(Items from a dataset)
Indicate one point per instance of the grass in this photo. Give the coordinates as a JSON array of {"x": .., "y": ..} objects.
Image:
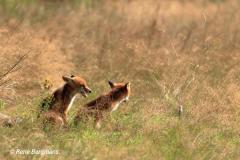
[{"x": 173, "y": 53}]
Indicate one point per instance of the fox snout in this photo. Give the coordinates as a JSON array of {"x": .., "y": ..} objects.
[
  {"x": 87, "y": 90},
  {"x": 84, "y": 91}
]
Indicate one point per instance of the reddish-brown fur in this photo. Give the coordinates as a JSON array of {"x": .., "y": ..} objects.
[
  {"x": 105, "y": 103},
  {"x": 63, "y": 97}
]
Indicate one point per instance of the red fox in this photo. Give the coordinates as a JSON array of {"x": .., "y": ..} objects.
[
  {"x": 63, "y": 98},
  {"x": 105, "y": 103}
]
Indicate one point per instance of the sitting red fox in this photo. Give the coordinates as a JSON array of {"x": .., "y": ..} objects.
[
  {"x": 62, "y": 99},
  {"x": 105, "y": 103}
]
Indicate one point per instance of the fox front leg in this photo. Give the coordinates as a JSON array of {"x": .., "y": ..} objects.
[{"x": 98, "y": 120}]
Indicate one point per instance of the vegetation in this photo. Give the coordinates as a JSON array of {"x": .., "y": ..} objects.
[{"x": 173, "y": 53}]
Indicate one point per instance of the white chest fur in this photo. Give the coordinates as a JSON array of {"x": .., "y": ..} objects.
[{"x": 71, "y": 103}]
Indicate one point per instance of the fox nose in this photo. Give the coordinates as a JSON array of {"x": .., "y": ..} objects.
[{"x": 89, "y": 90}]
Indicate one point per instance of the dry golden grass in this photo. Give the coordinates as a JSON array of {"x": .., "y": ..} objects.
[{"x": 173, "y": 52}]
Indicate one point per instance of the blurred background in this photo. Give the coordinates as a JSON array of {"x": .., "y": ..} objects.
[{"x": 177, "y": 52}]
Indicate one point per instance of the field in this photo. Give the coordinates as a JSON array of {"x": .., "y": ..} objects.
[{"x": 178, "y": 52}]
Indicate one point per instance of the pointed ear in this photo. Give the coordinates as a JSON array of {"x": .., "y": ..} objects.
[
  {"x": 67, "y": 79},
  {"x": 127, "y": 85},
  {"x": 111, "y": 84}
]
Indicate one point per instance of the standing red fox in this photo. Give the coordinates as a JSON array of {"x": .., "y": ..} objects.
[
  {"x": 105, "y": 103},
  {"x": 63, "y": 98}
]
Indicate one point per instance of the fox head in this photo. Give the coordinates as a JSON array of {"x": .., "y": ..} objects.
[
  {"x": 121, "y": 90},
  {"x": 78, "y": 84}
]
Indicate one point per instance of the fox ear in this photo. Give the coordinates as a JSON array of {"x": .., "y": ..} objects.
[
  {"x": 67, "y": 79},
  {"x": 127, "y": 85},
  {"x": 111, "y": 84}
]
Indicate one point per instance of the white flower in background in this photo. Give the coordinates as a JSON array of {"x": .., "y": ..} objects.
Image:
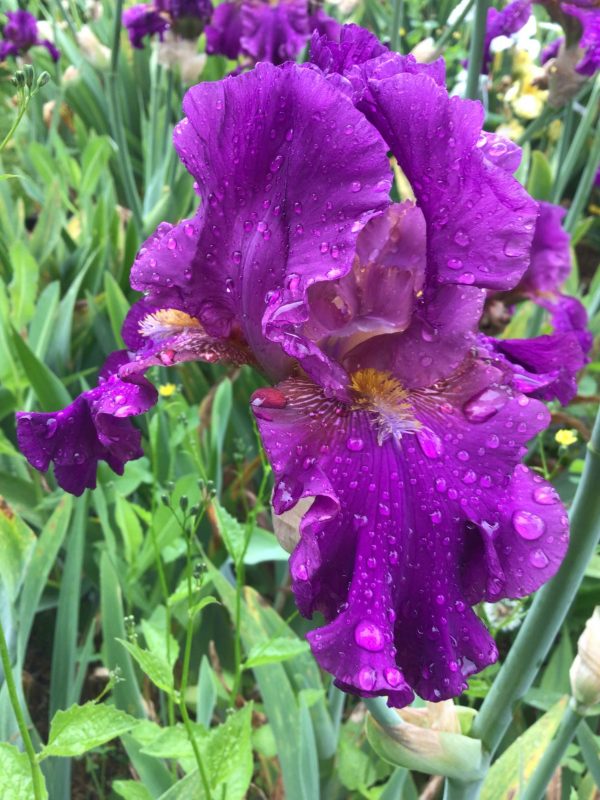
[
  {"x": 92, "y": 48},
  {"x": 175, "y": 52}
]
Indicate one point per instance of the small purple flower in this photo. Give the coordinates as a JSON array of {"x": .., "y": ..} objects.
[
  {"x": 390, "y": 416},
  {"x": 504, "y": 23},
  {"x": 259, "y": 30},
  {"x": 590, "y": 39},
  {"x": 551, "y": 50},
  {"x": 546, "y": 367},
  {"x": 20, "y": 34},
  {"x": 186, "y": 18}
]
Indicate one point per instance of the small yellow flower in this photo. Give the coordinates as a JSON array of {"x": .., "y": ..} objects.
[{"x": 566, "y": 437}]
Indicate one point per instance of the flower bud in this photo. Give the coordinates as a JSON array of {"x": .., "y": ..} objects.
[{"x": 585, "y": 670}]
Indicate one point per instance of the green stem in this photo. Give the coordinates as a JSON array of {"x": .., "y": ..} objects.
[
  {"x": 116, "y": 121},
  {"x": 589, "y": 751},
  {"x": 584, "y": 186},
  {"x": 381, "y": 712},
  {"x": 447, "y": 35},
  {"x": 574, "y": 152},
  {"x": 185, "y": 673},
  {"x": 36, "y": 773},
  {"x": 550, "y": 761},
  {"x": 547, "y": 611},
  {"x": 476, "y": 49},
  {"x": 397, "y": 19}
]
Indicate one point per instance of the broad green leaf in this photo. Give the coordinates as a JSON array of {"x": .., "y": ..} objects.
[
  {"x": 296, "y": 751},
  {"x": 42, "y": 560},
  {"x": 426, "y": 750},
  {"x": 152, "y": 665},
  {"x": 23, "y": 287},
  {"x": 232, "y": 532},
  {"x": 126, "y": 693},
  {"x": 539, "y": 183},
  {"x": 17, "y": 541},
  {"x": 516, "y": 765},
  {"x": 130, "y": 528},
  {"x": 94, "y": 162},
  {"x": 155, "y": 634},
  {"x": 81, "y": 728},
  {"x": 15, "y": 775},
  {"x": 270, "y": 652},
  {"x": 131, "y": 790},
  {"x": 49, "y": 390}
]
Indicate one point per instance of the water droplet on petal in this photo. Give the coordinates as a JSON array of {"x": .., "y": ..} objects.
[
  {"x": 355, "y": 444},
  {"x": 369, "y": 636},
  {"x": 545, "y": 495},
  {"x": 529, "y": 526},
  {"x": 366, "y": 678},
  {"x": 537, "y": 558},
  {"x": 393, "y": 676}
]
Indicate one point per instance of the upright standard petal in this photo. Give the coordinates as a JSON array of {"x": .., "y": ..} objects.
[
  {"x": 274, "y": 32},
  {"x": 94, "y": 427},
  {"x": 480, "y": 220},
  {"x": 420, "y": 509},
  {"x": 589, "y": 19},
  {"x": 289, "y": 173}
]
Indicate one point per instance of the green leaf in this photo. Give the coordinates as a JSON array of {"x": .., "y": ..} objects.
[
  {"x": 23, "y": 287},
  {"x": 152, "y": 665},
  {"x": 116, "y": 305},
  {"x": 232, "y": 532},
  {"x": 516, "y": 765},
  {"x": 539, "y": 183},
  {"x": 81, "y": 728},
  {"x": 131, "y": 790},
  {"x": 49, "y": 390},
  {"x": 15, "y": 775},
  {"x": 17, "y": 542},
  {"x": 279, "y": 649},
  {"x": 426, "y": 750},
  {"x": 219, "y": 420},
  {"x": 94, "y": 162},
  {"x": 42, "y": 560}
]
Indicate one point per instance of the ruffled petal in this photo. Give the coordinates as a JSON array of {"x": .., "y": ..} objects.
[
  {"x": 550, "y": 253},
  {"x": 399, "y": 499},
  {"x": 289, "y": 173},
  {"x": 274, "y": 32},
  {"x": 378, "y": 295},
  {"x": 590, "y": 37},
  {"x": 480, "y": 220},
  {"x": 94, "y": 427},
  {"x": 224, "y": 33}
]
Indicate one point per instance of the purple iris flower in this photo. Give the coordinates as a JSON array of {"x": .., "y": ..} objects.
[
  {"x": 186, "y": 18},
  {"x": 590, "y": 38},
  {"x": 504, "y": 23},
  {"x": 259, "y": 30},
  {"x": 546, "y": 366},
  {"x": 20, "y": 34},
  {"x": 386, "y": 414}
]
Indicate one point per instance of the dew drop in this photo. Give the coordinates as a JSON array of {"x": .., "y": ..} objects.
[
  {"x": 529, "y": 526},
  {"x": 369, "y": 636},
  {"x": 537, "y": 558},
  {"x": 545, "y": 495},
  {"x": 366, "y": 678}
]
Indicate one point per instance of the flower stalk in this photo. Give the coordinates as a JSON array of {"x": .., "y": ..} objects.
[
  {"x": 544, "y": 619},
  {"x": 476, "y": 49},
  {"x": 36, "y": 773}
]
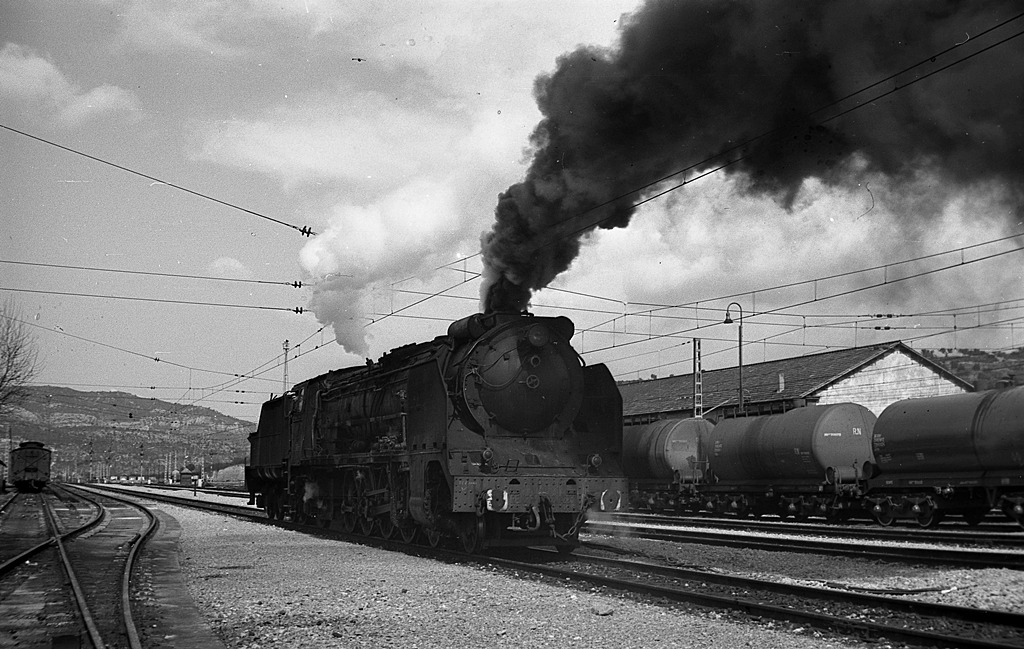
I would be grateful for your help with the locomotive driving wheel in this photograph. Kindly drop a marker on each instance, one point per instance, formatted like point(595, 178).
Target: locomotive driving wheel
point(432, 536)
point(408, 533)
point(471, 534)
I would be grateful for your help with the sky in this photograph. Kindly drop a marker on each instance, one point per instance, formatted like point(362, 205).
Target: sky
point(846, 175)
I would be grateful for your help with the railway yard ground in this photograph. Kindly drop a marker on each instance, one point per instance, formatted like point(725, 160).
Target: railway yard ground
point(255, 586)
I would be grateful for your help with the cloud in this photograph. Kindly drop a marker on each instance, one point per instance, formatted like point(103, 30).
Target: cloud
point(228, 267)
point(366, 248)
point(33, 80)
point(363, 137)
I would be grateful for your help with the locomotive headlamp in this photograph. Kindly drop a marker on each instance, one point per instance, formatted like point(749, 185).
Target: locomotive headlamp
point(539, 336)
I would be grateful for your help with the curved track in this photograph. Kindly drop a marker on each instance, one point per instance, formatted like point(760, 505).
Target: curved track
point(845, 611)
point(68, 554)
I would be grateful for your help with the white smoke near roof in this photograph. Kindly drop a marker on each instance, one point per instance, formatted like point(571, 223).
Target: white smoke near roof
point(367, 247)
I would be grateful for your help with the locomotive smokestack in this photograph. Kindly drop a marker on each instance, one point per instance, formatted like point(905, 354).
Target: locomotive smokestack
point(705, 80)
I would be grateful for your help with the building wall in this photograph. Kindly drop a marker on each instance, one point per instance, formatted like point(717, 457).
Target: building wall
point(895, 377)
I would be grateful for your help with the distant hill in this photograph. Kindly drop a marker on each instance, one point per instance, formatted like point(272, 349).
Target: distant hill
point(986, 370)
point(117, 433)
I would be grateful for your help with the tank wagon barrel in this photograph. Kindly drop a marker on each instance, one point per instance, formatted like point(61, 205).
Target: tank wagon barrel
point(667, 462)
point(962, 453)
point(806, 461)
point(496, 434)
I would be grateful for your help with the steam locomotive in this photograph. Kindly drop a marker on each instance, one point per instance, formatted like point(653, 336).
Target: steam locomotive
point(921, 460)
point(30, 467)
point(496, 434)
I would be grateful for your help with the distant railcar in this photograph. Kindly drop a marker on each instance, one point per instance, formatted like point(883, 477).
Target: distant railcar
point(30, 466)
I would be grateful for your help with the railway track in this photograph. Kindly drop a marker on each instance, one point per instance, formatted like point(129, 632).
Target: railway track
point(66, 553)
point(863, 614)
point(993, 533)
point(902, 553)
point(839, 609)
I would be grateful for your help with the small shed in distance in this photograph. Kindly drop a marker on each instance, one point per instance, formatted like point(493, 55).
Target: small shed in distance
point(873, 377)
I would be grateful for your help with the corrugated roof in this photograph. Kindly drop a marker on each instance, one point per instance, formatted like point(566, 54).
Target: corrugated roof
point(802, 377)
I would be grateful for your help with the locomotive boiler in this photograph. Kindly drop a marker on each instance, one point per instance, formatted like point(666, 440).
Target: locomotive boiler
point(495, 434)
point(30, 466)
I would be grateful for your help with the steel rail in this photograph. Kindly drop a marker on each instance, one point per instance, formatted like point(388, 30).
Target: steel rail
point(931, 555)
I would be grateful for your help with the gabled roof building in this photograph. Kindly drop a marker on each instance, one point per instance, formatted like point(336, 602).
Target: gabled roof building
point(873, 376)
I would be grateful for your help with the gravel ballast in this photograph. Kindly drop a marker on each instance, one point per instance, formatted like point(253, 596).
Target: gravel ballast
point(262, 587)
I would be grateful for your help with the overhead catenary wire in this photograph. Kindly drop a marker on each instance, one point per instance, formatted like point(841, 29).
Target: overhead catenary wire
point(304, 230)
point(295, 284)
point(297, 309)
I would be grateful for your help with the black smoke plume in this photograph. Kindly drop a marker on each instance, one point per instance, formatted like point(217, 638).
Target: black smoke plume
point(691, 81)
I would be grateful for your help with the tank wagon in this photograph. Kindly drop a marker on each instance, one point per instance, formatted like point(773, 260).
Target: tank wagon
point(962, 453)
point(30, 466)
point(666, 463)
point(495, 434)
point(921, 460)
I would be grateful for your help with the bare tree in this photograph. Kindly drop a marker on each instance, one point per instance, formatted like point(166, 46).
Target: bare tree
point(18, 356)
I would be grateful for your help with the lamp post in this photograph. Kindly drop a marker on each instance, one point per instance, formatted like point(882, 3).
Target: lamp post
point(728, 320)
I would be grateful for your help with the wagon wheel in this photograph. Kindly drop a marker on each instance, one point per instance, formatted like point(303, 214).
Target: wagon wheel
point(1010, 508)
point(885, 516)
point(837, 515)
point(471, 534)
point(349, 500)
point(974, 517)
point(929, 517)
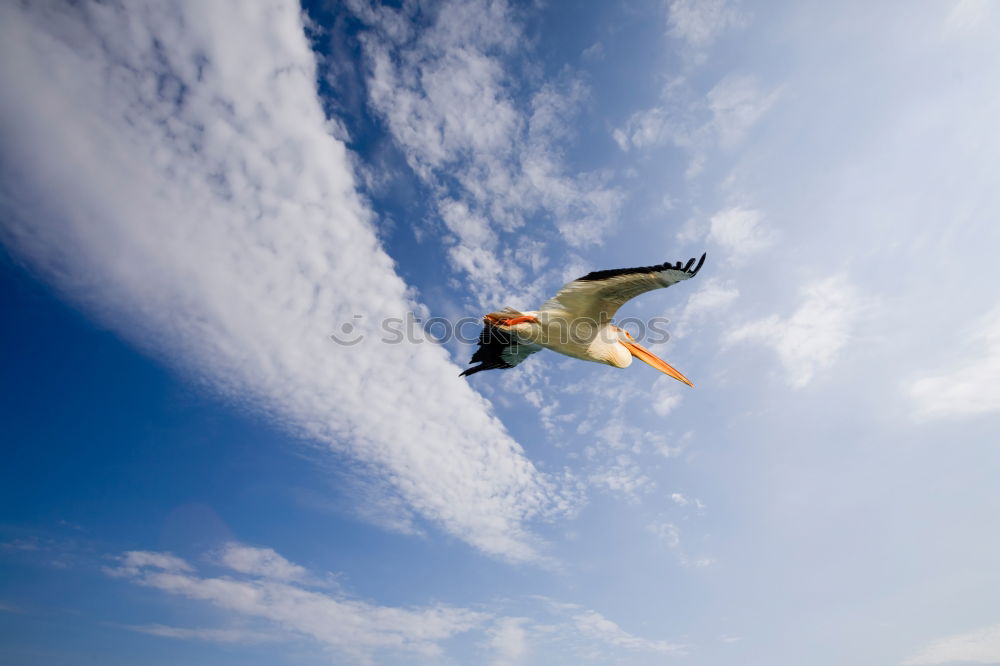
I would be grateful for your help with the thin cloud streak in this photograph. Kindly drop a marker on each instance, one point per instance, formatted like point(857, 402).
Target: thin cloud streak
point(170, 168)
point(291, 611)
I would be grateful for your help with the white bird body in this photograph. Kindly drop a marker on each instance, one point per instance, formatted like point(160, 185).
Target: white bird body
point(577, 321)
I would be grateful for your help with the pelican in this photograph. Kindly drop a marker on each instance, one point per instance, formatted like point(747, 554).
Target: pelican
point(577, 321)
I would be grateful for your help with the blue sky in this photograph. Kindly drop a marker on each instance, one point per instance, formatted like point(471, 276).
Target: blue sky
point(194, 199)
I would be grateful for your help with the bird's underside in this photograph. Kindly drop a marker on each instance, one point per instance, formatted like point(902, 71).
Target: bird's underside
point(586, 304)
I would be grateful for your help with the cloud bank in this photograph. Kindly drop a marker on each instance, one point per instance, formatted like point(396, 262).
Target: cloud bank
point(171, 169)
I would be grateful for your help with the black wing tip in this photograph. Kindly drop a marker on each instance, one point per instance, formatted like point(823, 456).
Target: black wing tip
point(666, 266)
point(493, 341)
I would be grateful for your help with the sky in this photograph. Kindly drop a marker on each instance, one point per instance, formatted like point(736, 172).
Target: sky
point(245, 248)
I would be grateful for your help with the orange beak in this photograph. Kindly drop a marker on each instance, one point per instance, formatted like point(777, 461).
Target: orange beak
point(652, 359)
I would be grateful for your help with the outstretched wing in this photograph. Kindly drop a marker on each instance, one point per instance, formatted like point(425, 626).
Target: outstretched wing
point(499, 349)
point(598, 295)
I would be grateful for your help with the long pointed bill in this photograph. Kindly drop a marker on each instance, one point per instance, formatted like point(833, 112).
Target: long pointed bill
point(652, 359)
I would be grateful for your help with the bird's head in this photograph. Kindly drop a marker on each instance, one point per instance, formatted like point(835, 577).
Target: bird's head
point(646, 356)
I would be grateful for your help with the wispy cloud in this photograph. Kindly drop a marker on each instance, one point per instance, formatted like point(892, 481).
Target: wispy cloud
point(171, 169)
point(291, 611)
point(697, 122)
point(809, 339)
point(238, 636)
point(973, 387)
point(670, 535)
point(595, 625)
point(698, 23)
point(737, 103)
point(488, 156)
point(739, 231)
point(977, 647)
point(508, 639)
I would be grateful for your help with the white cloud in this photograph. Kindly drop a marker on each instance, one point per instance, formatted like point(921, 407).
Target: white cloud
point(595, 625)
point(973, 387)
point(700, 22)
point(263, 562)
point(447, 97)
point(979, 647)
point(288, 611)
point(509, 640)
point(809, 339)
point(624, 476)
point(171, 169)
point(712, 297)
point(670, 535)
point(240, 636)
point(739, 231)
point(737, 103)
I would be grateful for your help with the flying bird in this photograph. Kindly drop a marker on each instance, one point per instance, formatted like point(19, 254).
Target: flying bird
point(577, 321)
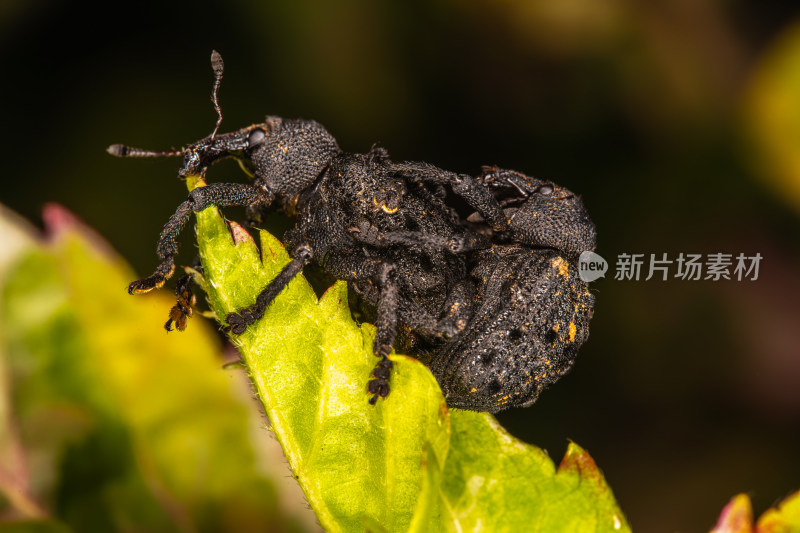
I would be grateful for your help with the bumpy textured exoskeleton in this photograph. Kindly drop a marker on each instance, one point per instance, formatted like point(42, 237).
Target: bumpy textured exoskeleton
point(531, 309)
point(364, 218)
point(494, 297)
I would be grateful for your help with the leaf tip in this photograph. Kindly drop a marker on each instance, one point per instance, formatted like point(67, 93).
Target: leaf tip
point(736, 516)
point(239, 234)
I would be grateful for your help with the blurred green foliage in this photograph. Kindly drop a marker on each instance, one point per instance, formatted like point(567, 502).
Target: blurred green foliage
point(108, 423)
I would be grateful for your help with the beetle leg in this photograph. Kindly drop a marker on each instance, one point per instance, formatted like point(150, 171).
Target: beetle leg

• _Work to complete_
Can you recast the stretch of items that opens with the line containing "I would be grateful for your help with the white bird" and closes with the line containing "point(598, 295)" as a numbered list, skipping blank lines and including both end lines?

• _Solved problem_
1. I would be grateful for your help with the white bird body in this photograph. Kindly drop a marker on each instance, one point per instance, formatted like point(160, 185).
2. Target: white bird body
3. point(577, 321)
4. I would be grateful for your help with the pelican in this photograph. Kindly drop a marker on each instance, one point per instance, formatted like point(747, 554).
5. Target: pelican
6. point(577, 321)
7. I would be grateful for your help with the blue sky in this photograph. Kindly drop a marker on each instance, one point per instance, formatted like point(471, 276).
8. Target: blue sky
9. point(194, 199)
10. I would be grateful for your help with the bird's underside in this photograph. Kindly drop a marker on each instance, one point per instance, formatted like point(902, 71).
11. Target: bird's underside
12. point(586, 304)
13. I would be grateful for your help with the cloud bank in this photograph. Kindly drop a marker on each instance, one point per instance, formatted like point(396, 262).
14. Target: cloud bank
15. point(171, 169)
16. I would be grateful for your help with the black wing tip in this photograph. Kindly drop a marker on each instance, one point per instance, formatted like point(823, 456).
17. Target: black wing tip
18. point(666, 266)
19. point(493, 341)
20. I would be grateful for your help with the sky in this photograph. Kindly drop a marker on each instance, one point per instance, formatted like point(736, 172).
21. Target: sky
22. point(245, 248)
23. I would be grateful for your help with the orange beak in this photograph. Kindly drop a marker on each instance, one point per instance, formatted like point(777, 461).
24. Target: orange beak
25. point(652, 359)
26. I would be grateful for your help with the outstretched wing in this photograph. Kindly drop a marker on each instance, one point per instance, formatted like point(425, 626).
27. Target: outstretched wing
28. point(499, 349)
29. point(598, 295)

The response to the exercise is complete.